======== Information shown

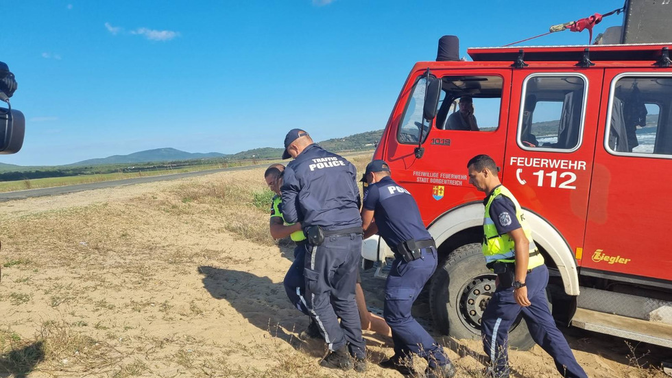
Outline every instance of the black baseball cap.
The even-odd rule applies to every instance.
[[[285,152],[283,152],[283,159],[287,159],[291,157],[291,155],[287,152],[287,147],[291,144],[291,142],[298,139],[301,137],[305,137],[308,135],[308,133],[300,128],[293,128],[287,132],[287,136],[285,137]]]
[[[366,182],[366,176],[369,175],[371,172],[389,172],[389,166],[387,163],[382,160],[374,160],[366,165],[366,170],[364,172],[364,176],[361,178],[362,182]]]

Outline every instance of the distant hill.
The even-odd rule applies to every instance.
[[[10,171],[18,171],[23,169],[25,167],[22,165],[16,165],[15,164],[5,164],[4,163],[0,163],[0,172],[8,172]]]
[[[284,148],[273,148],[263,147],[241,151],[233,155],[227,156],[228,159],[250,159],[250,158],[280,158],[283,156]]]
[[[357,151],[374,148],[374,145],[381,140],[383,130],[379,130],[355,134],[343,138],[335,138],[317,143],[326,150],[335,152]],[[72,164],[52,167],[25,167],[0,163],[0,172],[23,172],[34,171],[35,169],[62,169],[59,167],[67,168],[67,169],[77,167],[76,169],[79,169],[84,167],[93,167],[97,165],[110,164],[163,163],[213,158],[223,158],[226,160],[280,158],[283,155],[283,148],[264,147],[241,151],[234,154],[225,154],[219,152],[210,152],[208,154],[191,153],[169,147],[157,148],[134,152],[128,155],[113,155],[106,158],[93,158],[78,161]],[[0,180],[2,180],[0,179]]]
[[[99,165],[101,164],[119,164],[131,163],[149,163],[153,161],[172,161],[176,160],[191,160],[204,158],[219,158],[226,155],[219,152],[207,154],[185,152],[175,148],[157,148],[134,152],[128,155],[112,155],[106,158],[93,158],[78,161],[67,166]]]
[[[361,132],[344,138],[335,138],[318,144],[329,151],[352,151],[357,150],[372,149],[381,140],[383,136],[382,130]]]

================

**Brief**:
Rewrite all the records above with "every instance" changed to "each instance" wherever it appears, and leave everything else the same. Leave out the pictures.

**Right answer**:
Outline each instance of the black baseball cap.
The even-odd rule applies to each instance.
[[[285,152],[283,152],[283,159],[287,159],[291,157],[291,155],[287,152],[287,147],[291,144],[291,142],[298,139],[301,137],[305,137],[308,135],[308,133],[300,128],[293,128],[287,132],[287,136],[285,137]]]
[[[366,182],[366,176],[369,175],[371,172],[389,172],[389,166],[387,163],[382,160],[374,160],[366,165],[366,170],[364,172],[364,176],[361,178],[362,182]]]

Outline each instance of the distant hill.
The even-odd rule applies to each instance.
[[[10,171],[18,171],[23,169],[25,167],[22,165],[16,165],[15,164],[5,164],[4,163],[0,163],[0,172],[8,172]]]
[[[284,148],[273,148],[263,147],[241,151],[233,155],[227,156],[228,159],[250,159],[250,158],[280,158],[283,156]]]
[[[357,151],[374,148],[374,145],[381,140],[383,130],[379,130],[355,134],[343,138],[335,138],[317,143],[326,150],[335,152]],[[72,164],[52,167],[25,167],[0,163],[0,172],[23,172],[34,171],[35,169],[62,169],[59,167],[67,168],[67,169],[77,167],[76,169],[79,169],[84,167],[93,167],[97,165],[110,164],[163,163],[213,158],[223,158],[226,160],[280,158],[283,155],[283,148],[264,147],[241,151],[234,154],[225,154],[219,152],[210,152],[208,154],[191,153],[169,147],[157,148],[134,152],[128,155],[113,155],[106,158],[93,158],[78,161]],[[0,180],[2,180],[0,179]]]
[[[99,165],[101,164],[119,164],[131,163],[149,163],[153,161],[172,161],[176,160],[191,160],[204,158],[219,158],[226,155],[219,152],[207,154],[185,152],[175,148],[157,148],[134,152],[128,155],[112,155],[106,158],[93,158],[78,161],[67,166]]]
[[[361,132],[344,138],[335,138],[318,144],[329,151],[352,151],[357,150],[372,149],[381,140],[383,136],[382,130]]]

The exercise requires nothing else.